Vorliegender Auszug:
# Windows Systemsounds weg



## mrtntnt (13. Juni 2004)

Habe seit kurzem das Problem, dass die Systemsounds, also für Menübefehl, Maximieren, Minimieren, Anmeldesound usw. nicht mehr erklingen, obwohl sie im Soundschema ordnungsgemäß angegeben sind. Die Officesounds und auch die Sounds anderer Programme funktionieren. Auch das Abspielen der einzelnen Sounds aus dem Ordner C:\WINDOWS\Media\ funktioniert. Habe dunkel in Erinnerung das es möglicherweise Norton Antivirus sein könnte. Vieleicht kann mir jemand mit dem selben Problem helfen. Danke!


----------



## hernadi (5. August 2004)

*Systemsounds weg*

Hallo,
habe Deine Meldung über Google gefunden. Bei mir ist plötzlich der Sound beim Starten und Beenden von Windows weg. Hast Du schon eine Lösung gefunden. Wäre nett, wenn Du Dich dann kurz melden würdest (auch bei mir sind die Sounds ordnungsgemäß angezeigt und in der Soundsteuerung anzeigbar).


----------



## needcoffee (6. August 2004)

*Systemsounds*

Hallo...

ich weiß nicht ob das hilft, aber wechselt doch einfach mal das Soundschema auf "keine Sounds", macht einen Neustart und stellt dann wieder auf "Standard" um.

needcoffee...

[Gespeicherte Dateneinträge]
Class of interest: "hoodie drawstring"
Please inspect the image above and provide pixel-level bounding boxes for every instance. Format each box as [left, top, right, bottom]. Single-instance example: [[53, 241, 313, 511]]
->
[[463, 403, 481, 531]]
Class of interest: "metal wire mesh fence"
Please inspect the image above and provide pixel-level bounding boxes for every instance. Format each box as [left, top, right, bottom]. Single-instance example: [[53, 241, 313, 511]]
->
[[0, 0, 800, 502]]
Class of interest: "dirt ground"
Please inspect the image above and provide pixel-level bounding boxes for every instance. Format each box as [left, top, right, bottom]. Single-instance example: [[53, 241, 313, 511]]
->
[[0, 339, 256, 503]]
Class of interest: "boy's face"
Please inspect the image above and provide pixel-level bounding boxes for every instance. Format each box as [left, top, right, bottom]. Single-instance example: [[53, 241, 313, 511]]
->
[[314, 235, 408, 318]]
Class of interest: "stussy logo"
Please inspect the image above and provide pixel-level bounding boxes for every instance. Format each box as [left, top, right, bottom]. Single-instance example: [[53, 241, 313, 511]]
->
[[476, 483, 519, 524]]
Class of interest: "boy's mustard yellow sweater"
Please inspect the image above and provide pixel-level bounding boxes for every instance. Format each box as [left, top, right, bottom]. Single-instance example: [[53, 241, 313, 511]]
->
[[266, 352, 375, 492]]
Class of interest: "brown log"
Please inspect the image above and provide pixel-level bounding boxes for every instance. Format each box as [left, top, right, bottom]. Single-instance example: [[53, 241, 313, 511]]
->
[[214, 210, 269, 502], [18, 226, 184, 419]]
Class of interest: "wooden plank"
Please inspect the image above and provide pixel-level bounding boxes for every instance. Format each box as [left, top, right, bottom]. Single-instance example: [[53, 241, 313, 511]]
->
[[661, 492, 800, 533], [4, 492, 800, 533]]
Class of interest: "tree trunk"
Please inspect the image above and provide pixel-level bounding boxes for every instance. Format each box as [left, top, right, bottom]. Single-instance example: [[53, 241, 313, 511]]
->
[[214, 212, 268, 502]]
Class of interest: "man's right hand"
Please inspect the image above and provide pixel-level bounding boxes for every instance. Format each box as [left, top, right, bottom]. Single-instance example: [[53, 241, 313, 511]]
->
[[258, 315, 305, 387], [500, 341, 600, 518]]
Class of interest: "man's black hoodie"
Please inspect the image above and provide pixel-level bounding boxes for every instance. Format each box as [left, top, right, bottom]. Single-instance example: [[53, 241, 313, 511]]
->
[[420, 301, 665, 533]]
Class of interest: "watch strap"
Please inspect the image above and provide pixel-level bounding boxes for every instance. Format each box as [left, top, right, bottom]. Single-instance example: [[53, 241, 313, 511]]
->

Arbeitsauftrag A: Überarbeite den Thread über die fehlenden Systemsounds von "## hernadi (5." bis "(6. August 2004)", indem du "Google" durch "Bing" ersetzt, und gib diesen Abschnitt vollständig wieder.
Arbeitsauftrag B: Führe den Thread über die fehlenden Systemsounds nach seinem letzten Beitrag fort.
Für die Zeilen gibt es hier keine Verwendung.

Antwort A:
## hernadi (5. August 2004)

*Systemsounds weg*

Hallo,
habe Deine Meldung über Bing gefunden. Bei mir ist plötzlich der Sound beim Starten und Beenden von Windows weg. Hast Du schon eine Lösung gefunden. Wäre nett, wenn Du Dich dann kurz melden würdest (auch bei mir sind die Sounds ordnungsgemäß angezeigt und in der Soundsteuerung anzeigbar).


----------



## needcoffee (6. August 2004)

Antwort B:
----------



## hernadi (6. August 2004)

*Lösung gefunden zu Systemsounds weg - alle mal herhören *

Habe die Lösung gefunden, um verlorene Systemsounds wiederherzustellen. Irgend ein bescheuertes Programm, wahrscheinlich Incredimail (Update), hat mir in der Registry unter High Key Current User/Control Panel/Sound das Feld "Beep" auf "no" gestellt. Ein Wahnsinn, was alles so in der Registry bei der Installation von Programmen hinter dem Rücken der User passiert. Ich hab' mir die Freiheit erlaubt das Feld ganz frech wieder auf "yes" zu stellen, mit dem Ergebnis, dass alle Systemsounds wieder da sind. Warum Microsoft das Feld "beep" und nicht "Systemsounds" nennt... hmm... dazu fällt mir nur die Frage "Bei denen beepts wohl?" ein.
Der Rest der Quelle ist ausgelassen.